Dataset excerpt
+++

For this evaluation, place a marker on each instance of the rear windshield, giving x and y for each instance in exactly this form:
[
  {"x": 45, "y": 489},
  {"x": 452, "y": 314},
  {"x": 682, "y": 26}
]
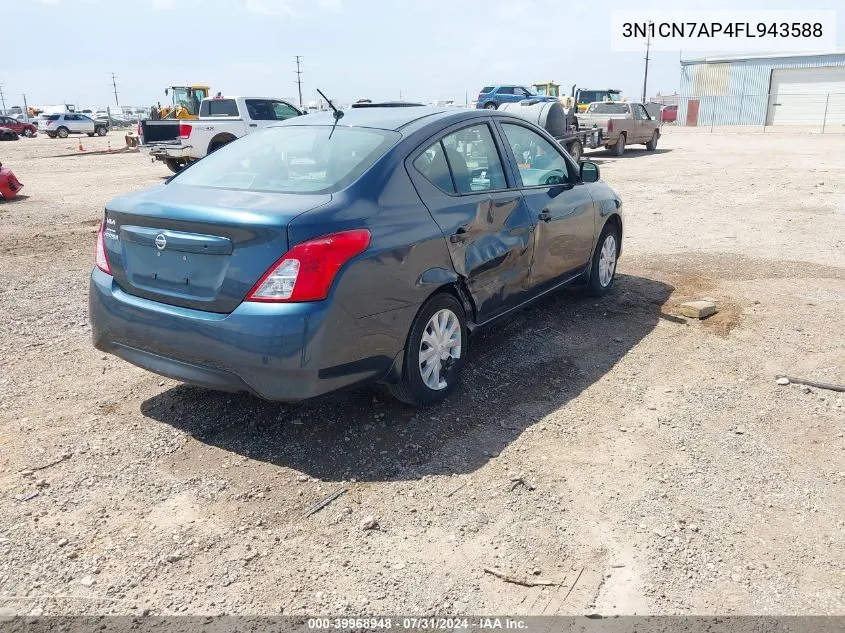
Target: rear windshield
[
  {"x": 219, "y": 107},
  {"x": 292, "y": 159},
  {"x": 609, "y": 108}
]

+++

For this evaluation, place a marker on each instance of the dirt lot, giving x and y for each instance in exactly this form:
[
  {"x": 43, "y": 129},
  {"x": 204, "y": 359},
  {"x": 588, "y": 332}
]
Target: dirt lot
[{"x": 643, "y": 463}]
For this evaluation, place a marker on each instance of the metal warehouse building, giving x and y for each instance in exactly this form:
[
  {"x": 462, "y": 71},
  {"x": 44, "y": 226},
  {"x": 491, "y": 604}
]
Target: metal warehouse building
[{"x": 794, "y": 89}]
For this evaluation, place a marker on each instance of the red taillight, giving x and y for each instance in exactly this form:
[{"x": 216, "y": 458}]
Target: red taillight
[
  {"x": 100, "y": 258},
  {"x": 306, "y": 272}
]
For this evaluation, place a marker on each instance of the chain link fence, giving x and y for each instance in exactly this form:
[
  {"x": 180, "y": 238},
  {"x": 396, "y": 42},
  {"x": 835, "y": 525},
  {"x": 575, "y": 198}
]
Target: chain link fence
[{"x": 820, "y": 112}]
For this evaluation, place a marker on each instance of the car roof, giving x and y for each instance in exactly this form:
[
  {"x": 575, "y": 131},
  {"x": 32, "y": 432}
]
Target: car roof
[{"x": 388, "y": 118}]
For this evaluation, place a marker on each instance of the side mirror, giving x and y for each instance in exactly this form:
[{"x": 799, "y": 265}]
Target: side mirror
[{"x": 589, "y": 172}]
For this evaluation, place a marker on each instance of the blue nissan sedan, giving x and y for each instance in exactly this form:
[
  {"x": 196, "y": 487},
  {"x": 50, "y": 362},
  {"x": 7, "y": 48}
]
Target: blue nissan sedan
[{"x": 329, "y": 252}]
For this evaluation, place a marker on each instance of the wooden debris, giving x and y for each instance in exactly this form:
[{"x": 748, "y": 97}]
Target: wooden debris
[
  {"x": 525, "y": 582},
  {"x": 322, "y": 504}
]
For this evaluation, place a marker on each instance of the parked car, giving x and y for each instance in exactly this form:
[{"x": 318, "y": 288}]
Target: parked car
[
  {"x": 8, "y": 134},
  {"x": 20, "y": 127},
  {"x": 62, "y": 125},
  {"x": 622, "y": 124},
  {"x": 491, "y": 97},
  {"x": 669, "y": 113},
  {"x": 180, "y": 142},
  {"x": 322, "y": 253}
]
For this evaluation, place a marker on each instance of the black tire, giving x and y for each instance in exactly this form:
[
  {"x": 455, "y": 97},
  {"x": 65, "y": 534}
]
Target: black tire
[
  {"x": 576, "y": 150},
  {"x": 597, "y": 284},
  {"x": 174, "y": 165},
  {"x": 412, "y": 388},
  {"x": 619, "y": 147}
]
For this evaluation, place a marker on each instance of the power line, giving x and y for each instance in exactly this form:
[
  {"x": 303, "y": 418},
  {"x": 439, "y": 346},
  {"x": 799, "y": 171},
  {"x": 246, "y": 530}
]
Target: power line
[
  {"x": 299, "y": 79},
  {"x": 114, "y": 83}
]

+++

What needs to be done
Pick out each line in the rows above that contains the word "link".

Completed task
For this evaluation, place a marker on each instance of the chain link fence, giving x and y for each instance in exactly this form:
Target: chain link fence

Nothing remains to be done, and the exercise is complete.